Dataset excerpts on object pointing:
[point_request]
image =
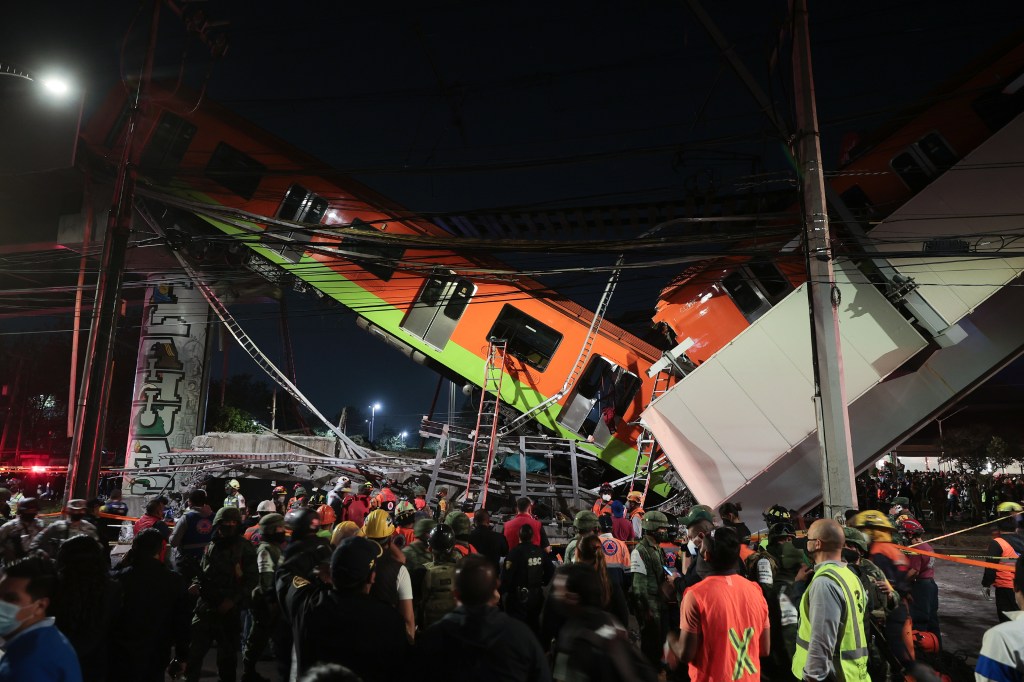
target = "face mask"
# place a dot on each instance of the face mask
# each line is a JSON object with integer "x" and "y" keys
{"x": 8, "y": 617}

==

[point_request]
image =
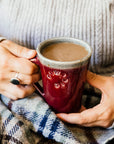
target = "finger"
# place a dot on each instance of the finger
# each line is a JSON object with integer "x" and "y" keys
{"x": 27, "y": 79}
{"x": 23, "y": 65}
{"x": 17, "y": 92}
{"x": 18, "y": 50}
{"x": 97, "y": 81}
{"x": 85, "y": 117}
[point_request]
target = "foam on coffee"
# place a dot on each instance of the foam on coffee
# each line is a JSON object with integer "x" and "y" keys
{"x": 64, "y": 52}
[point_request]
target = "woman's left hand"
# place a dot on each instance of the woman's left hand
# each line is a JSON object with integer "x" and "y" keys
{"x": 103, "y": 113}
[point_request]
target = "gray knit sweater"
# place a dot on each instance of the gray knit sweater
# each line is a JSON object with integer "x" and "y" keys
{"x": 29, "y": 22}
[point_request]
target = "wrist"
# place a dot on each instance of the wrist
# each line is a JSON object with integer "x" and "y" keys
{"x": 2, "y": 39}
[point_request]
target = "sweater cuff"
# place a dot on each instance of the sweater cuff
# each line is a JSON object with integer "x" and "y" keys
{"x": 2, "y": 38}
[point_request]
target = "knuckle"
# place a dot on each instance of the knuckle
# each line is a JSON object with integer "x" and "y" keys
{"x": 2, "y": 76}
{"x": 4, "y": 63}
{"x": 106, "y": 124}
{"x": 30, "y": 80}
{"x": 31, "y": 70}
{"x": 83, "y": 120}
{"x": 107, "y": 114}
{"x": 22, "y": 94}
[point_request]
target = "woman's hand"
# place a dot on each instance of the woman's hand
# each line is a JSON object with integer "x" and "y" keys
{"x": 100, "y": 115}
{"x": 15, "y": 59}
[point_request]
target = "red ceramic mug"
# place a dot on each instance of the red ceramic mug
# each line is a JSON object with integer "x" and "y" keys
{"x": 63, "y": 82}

--

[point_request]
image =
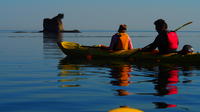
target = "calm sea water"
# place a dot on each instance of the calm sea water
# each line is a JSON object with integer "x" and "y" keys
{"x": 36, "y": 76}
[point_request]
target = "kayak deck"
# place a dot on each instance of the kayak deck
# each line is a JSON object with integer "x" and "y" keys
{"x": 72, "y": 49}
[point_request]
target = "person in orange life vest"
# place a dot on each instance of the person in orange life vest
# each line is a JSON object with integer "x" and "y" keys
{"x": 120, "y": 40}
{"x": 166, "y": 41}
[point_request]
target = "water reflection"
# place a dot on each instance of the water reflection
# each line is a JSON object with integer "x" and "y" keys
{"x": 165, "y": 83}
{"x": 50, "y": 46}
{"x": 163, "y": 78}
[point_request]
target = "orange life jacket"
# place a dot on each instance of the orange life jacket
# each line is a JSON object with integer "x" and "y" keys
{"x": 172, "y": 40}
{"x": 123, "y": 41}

▸ **Short exercise**:
Locate every line of the rows above that contains the word "woman" and copy each one. Case counts.

▸ **Written answer**:
target = "woman's left hand"
# place a dot on each instance of the woman's left hand
target = "woman's hand"
# place a dot on each instance of the woman's hand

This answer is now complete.